- _Direction_
Can you recast the lines between the one holding "drawer | box_all" and the one holding "[174,227,187,243]", inclusive, as a JSON list of strings with one string per line and blank lines omitted?

- _Dataset entries_
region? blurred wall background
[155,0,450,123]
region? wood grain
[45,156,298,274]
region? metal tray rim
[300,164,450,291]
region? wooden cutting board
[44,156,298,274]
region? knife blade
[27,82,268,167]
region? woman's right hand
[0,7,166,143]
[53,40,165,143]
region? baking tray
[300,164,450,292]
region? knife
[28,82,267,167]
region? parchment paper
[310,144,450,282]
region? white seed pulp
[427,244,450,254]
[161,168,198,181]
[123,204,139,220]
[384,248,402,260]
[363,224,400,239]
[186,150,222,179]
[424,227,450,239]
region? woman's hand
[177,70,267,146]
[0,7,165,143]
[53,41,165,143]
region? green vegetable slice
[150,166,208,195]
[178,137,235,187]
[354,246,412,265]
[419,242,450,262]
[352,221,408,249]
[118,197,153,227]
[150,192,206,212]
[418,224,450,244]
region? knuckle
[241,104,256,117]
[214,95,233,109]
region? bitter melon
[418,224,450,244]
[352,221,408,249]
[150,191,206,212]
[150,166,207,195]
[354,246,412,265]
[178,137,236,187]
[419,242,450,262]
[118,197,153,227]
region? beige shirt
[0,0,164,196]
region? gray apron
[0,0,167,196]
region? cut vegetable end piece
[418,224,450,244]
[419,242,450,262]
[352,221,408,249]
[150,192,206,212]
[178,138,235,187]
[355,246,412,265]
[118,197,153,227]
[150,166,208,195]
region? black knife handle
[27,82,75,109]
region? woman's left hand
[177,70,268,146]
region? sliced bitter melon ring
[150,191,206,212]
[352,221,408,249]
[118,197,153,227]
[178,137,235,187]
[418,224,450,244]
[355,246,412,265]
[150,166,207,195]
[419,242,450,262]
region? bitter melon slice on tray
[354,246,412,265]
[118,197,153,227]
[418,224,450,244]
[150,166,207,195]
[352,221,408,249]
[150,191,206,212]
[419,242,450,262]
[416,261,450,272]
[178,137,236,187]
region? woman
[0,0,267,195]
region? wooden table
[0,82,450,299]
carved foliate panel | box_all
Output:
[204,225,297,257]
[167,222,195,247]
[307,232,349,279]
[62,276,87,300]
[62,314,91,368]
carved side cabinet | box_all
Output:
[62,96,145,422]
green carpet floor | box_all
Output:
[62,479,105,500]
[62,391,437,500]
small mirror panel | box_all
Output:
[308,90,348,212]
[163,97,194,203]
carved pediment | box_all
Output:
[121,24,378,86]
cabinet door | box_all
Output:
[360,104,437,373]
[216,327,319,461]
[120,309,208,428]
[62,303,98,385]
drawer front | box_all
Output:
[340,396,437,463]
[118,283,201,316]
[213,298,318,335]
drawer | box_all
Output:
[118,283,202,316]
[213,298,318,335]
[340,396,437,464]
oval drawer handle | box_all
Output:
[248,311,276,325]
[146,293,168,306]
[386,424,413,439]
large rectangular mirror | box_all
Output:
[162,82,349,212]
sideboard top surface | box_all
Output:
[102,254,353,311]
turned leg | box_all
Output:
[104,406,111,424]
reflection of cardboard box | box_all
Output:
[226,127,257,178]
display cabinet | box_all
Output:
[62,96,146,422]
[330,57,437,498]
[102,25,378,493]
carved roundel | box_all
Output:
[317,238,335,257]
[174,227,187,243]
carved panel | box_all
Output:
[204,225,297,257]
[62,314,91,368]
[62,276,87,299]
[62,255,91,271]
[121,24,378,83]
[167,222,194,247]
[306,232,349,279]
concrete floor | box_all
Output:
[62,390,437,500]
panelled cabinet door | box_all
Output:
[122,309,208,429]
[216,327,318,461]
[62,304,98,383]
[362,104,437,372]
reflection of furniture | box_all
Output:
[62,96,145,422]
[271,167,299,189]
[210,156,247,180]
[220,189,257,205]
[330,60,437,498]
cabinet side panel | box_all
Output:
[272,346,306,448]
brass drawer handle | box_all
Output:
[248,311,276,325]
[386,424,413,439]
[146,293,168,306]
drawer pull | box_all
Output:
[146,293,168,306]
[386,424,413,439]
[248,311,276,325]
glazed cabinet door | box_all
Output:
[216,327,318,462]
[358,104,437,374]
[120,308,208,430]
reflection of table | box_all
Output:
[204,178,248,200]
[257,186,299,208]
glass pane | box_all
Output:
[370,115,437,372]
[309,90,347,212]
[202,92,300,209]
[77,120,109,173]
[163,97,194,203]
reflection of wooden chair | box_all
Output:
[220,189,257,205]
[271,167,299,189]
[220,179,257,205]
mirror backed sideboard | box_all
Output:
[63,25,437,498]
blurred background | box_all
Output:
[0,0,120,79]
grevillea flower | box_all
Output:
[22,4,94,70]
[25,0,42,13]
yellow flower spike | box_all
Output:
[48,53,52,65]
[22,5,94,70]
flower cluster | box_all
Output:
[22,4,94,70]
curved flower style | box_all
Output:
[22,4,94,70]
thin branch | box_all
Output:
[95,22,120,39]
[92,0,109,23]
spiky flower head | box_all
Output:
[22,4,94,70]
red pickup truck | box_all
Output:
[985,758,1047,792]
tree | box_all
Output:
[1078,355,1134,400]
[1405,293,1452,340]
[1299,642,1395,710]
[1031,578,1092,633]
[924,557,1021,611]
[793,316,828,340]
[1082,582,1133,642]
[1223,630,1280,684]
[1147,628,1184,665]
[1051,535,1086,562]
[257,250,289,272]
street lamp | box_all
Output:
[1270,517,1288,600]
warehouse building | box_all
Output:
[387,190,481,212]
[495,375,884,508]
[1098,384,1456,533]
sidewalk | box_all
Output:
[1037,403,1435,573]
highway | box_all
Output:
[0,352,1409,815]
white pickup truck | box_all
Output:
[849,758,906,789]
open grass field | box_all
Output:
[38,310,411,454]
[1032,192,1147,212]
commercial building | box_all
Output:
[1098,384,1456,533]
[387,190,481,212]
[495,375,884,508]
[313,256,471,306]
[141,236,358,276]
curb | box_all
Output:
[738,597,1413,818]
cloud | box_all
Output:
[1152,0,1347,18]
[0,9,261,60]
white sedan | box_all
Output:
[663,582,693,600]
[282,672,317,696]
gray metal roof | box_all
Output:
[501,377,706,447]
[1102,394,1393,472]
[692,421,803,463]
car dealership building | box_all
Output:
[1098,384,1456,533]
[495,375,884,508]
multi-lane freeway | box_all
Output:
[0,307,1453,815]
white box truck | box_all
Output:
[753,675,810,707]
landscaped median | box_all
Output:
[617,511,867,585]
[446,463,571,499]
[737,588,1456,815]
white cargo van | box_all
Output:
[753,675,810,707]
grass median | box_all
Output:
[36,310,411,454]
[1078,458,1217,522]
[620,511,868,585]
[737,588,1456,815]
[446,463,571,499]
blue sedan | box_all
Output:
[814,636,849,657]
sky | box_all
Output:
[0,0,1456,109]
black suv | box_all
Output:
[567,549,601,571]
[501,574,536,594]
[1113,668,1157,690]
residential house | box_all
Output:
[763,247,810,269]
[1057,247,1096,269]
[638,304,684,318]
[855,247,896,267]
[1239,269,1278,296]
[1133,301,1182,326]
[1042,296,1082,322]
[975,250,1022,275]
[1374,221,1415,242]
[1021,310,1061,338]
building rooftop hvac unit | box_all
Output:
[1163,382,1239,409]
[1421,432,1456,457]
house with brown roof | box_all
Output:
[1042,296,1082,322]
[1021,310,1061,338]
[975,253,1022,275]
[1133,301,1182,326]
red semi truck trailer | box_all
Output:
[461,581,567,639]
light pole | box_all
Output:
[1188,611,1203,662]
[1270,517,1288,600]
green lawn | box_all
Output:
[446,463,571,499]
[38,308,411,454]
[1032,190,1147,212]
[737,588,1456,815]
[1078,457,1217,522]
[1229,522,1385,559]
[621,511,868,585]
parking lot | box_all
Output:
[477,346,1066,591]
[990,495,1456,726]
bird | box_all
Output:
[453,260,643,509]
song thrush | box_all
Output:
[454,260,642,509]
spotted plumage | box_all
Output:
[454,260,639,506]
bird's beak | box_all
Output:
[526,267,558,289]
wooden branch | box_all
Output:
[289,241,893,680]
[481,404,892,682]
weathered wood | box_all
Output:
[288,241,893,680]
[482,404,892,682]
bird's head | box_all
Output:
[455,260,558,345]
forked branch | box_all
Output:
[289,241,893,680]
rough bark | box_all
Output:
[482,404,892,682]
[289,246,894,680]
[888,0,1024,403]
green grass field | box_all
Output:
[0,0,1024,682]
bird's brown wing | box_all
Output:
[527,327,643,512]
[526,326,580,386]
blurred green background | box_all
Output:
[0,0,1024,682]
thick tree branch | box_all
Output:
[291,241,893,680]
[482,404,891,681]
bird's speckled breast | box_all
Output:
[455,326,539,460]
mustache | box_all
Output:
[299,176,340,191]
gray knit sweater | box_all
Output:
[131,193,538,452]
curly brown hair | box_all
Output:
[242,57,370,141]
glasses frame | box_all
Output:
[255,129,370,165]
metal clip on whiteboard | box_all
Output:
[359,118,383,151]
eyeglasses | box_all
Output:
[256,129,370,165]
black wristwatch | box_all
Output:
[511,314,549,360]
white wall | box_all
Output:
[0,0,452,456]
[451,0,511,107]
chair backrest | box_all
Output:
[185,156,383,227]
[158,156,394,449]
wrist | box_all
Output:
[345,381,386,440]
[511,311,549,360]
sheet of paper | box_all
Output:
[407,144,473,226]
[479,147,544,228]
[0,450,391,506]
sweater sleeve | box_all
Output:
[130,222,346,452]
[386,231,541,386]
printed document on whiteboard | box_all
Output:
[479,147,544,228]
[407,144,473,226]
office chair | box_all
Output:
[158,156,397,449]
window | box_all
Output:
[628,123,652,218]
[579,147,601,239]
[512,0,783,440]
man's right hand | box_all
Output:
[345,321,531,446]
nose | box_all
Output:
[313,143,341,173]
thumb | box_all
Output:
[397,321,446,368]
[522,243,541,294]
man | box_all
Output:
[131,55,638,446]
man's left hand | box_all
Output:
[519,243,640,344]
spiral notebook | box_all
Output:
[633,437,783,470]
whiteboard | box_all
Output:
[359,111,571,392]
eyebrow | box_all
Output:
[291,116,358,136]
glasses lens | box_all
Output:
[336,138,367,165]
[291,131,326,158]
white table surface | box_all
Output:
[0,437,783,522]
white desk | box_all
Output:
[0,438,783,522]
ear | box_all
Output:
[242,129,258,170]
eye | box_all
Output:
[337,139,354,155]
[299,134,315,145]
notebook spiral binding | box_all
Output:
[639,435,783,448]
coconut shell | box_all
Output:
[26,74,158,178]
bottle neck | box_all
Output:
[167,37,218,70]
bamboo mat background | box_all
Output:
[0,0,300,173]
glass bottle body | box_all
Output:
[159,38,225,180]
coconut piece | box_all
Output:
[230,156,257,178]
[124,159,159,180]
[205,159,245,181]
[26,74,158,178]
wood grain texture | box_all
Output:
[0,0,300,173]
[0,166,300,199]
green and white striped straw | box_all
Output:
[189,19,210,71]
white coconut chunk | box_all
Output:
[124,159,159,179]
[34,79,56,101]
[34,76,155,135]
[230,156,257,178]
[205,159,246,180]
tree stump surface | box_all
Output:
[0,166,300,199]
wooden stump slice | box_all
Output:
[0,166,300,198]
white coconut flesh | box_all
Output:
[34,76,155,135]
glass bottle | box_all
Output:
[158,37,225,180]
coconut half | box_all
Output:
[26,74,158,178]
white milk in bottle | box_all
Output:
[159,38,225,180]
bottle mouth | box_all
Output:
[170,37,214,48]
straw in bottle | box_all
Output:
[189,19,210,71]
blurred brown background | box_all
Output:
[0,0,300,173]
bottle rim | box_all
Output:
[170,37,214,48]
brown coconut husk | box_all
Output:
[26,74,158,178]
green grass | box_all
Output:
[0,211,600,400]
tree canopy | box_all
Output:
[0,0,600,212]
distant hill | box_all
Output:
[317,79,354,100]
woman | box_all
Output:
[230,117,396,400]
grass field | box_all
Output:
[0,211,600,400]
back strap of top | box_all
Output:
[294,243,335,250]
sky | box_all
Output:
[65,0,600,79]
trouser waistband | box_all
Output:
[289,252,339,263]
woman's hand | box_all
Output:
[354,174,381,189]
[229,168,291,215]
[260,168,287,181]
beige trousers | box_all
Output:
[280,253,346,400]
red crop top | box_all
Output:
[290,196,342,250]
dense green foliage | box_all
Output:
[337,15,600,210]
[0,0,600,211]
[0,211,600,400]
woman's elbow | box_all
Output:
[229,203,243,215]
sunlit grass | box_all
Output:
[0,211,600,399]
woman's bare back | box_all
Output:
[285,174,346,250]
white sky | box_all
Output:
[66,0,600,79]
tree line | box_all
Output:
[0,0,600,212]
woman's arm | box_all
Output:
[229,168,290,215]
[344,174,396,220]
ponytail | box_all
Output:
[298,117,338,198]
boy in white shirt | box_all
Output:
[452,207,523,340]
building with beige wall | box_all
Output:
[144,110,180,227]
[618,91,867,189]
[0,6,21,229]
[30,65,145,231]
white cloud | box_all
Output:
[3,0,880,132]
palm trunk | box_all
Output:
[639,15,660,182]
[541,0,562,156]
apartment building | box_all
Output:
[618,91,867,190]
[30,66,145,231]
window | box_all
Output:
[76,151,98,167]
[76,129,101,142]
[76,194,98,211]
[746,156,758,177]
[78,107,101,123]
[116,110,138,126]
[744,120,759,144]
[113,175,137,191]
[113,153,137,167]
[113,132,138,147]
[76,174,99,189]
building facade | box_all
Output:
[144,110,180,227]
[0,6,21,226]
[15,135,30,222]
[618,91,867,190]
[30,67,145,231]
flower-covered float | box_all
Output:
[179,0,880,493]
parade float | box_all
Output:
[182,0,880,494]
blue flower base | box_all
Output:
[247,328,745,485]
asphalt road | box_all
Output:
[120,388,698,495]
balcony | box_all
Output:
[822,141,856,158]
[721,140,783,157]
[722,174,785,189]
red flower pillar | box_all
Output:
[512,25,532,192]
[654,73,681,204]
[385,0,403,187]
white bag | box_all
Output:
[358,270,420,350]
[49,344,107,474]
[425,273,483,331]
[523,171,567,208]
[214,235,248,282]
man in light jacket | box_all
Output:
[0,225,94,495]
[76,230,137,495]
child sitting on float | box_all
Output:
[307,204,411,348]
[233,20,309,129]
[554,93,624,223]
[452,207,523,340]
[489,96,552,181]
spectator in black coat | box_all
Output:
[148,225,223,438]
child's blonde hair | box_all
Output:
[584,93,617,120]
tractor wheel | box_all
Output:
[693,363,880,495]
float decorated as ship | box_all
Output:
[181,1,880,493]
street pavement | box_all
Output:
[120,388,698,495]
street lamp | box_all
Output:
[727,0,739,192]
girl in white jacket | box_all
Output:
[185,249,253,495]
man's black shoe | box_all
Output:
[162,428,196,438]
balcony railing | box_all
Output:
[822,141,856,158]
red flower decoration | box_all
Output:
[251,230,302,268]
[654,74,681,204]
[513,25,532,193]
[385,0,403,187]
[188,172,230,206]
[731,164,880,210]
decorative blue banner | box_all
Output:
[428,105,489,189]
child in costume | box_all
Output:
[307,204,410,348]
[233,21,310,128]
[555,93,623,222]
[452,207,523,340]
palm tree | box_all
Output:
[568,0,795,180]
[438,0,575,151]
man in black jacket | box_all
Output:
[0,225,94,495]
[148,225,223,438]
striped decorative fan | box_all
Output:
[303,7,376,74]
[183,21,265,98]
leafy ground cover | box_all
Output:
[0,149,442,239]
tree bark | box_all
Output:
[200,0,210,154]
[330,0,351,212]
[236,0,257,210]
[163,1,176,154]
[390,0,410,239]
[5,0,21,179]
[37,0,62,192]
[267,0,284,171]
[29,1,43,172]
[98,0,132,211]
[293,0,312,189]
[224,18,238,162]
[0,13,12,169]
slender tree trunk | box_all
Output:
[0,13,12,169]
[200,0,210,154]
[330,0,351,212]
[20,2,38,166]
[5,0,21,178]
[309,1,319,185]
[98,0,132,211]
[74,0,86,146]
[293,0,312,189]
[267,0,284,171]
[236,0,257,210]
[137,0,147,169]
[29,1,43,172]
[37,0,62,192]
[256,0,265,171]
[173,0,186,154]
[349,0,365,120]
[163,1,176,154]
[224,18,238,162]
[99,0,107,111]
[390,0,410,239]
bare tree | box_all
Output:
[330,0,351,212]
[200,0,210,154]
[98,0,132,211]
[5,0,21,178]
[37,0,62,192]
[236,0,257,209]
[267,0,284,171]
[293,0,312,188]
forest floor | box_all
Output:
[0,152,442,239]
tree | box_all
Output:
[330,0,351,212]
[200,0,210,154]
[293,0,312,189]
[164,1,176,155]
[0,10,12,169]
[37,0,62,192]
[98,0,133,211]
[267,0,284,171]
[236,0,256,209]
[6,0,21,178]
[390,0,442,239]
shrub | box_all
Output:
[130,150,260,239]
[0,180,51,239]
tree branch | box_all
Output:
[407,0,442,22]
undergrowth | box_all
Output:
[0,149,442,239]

- _Exercise solution_
[
  "drawer | box_all",
  "Output:",
  "[118,283,202,316]",
  "[213,298,318,335]",
  "[340,396,437,464]",
  "oval drawer handle | box_all",
  "Output:",
  "[248,311,276,325]",
  "[146,293,168,306]",
  "[386,424,413,439]",
  "large rectangular mirror | box_all",
  "Output:",
  "[162,82,349,212]",
  "sideboard top surface | box_all",
  "Output:",
  "[102,254,353,311]",
  "turned leg | box_all",
  "Output:",
  "[104,406,111,424]",
  "reflection of cardboard box | box_all",
  "Output:",
  "[226,127,257,178]",
  "display cabinet | box_all",
  "Output:",
  "[62,96,146,422]",
  "[330,57,437,498]",
  "[102,25,378,493]",
  "carved roundel | box_all",
  "Output:",
  "[317,238,335,257]",
  "[174,227,187,243]"
]